Operators often use whole cores to identify subtle sedimentary facies, but cores can be expensive and time-consuming to acquire. Thus, core samples are usually obtained only in select wells and in the most critical intervals. The resulting lack of geological detail can adversely affect reservoir analysis, interpretation, and modeling.
On the other hand, microelectrical borehole images can be acquired continuously over the openhole interval at any depth or in any formation, with relative ease. Until recently, high-definition borehole imaging has been possible only in electrically conductive water-based muds (WBM). However, most deepwater wells and many unconventional shale wells today are drilled with high-performance, nonconductive oil-based muds (OBM).
Legacy OBM borehole imaging tools, which were introduced in the last decade, are a significant technical advancement over the preceding dipmeter tools but still exhibit certain limitations. For example, spatial image resolution in OBM is nowhere near the quality obtained from WBM imagers. The lack of circumferential coverage of the borehole leaves large gaps that must be filled by inference.
OBM imagers also rely on complex physics to measure formation resistivity beyond the nonconductive mud barrier. These may create geologically nonrepresentative artifacts such as shadow beds that hinder the visualization of formation geology. Largely because of electrode geometry, conventional OBM borehole imaging tools may have low sensitivity to features that run nearly parallel to the wellbore.

• Challenges:
• a. According to the passage on borehole imaging, in what kind of mud was high-definition borehole imaging possible until recently?
• b. Using the passage on borehole imaging, explain why core samples are usually taken only in select wells and in the most critical intervals.
• c. Continue the passage on borehole imaging from where it stops.
The rows below come from a separate source.

• Dataset:

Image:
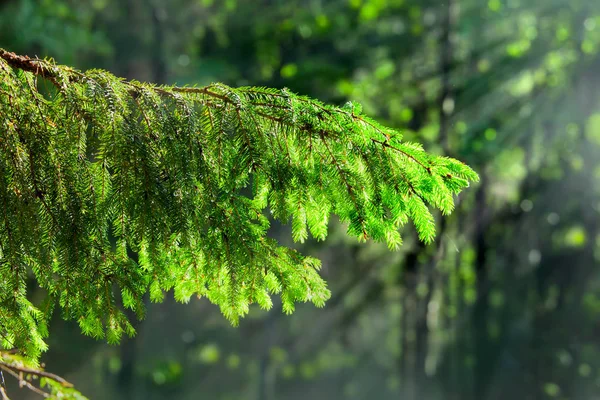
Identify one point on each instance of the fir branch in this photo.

* * *

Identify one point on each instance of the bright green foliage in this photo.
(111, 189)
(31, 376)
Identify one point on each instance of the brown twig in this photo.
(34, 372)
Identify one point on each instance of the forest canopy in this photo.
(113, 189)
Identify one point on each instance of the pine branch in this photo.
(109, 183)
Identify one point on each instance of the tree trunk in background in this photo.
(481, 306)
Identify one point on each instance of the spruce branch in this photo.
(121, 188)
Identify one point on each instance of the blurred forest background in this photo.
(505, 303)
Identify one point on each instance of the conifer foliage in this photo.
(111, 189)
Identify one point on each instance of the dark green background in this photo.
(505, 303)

• Written responses:
• a. It was possible only in electrically conductive water-based muds (WBM).

• b. Cores can be expensive and time-consuming to acquire. For that reason, operators limit core sampling to select wells and the most critical intervals.

• c.
Finally, the mechanical design of all existing borehole imaging tools allows them to record data only while exiting the hole. This limitation increases the occurrence and severity of stick-and-slip, which adversely affects final image quality.
For these reasons, geoscientists are often subject to uncertainties about reservoir texture, sedimentology, depositional environment, and important structural elements such as the recognition and orientation of faults and fractures. The industry has long recognized the need for an OBM-adapted imaging technology that can provide resolution and borehole coverage comparable to the best imagers in WBM environments.
Imaging in Nonconductive Mud
To offer OBM microresisitivity imaging with resolution as high as—and circumferential coverage greater than—leading WBM imagers, Schlumberger recently developed the Quanta Geo photorealistic reservoir geology technology. In more than 60 field-test jobs, the new tool generated high-definition images in OBM formulations with oil/water ratios as low as 60/40 and as high as 90/10, and in environments ranging from high-resistivity carbonates to shales and low-resistivity clastics.
The tool represents a complete re-engineering of earlier imaging technology, delivering nearly total borehole coverage—98% in 8-in. holes—and creating core-like, photorealistic representations of reservoir geology. With a new sonde design, the system is the industry’s first borehole imaging technology capable of downlogging, or recording high-resolution image data, while being run into the hole.
In addition to fully digital electronics operating at much higher frequencies, the new OBM imager has a unique mechanical design and operates with completely new measurement physics and more microelectrodes than other borehole imaging tools.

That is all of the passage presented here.